Task instructions:
- a) Translate this sentence from the Westminster attack report into Spanish: "Five people died and dozens were injured in the terrorist rampage on March 22 last year."
- b) Rewrite the passage of the Westminster attack report that begins at the words "The memories I" and ends after "extremist Khalid Masood.", replacing "bonnet" with "hood".

Reading text:
<<<<
The memories I have of the bridge are just sadness, says Westminster attack victim
Five people died and dozens were injured in the terrorist rampage on March 22 last year.
A hospital shop worker injured in the Westminster Bridge attack was forced to give up his job and plans to emigrate to escape the haunting memories of the atrocity.
Francisco Lopes, 27, was walking across Westminster Bridge when he was flung across the bonnet of the 4×4 driven by murderous extremist Khalid Masood.
He had almost reached Big Ben when he heard a woman scream behind him, and saw the Hyundai veer into the cycle lane.
“I thought ‘oh, that car had just had an accident’,” he said.
“I’m not a person that is extremely curious so I continued to make my way forward. The next second I just looked back again and I saw that the car was on the pavement. That’s a moment that’s been in my head a lot.
“The car just comes onto the pavement. I had no time to do anything, it just went at me. I just felt that I spun in the air. I was just on the ground after that.
“That’s all I can recall from that moment. At the time I had no clue what was going on.
>>>>
Data extract:
<<<<
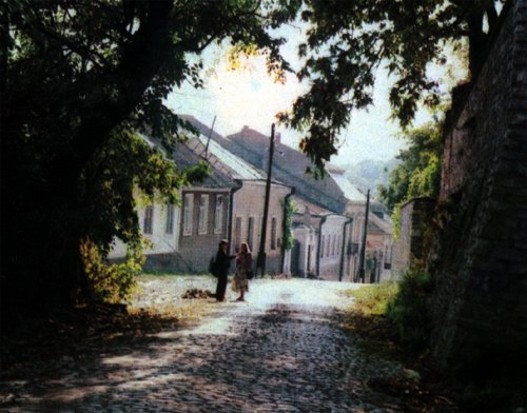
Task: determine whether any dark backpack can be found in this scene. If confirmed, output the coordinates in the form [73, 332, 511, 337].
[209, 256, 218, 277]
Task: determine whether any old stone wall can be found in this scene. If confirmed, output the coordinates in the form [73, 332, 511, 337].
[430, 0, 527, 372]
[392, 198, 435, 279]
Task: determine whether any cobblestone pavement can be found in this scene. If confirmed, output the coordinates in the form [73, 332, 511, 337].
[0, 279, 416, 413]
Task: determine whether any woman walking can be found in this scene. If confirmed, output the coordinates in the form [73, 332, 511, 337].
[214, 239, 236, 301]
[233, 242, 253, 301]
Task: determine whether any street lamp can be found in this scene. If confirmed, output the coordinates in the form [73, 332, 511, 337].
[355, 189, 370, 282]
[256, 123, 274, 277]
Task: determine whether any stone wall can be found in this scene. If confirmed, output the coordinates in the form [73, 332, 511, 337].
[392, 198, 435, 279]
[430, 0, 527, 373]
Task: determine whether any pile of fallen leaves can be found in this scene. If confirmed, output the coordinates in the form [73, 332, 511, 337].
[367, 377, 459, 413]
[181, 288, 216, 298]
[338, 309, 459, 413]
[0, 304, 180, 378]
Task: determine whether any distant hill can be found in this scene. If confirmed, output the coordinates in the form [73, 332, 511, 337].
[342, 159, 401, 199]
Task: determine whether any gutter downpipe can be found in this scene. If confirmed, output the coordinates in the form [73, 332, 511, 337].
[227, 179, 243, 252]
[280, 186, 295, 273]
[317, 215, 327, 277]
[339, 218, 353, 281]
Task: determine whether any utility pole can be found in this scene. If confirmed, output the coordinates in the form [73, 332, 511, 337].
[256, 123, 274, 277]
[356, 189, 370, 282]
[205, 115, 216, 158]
>>>>
<<<<
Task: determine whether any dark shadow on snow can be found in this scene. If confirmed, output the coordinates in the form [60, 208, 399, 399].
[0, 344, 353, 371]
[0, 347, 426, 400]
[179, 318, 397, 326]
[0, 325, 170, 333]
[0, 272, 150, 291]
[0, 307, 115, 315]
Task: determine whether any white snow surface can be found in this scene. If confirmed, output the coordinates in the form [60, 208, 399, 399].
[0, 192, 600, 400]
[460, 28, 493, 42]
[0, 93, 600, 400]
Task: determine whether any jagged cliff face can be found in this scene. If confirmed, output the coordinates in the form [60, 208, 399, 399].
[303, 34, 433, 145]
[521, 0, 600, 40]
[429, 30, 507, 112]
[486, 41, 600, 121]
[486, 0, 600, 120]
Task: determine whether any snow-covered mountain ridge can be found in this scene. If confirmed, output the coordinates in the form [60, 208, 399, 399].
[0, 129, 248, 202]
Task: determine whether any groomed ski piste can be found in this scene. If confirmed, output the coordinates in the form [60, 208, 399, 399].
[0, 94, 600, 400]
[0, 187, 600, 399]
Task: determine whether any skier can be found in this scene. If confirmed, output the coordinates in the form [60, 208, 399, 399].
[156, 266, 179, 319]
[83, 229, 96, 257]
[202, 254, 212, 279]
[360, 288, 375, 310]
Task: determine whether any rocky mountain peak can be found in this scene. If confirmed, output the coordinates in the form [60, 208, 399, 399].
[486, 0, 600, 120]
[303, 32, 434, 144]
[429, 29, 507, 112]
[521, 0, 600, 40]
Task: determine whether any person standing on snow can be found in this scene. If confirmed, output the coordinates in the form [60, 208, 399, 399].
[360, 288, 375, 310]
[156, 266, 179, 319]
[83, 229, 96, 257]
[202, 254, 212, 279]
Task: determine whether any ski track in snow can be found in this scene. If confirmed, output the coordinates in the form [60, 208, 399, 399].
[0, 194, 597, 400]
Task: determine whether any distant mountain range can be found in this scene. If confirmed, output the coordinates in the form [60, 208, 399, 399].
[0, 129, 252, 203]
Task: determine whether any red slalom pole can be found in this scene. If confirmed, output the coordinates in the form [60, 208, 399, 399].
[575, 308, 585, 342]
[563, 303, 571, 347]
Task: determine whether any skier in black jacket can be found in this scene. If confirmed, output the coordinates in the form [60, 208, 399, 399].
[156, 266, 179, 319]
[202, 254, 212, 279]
>>>>
Solutions for each task:
- a) Cinco personas murieron y decenas resultaron heridas en el ataque terrorista del 22 de marzo del año pasado.

- b)
The memories I have of the bridge are just sadness, says Westminster attack victim
Five people died and dozens were injured in the terrorist rampage on March 22 last year.
A hospital shop worker injured in the Westminster Bridge attack was forced to give up his job and plans to emigrate to escape the haunting memories of the atrocity.
Francisco Lopes, 27, was walking across Westminster Bridge when he was flung across the hood of the 4×4 driven by murderous extremist Khalid Masood.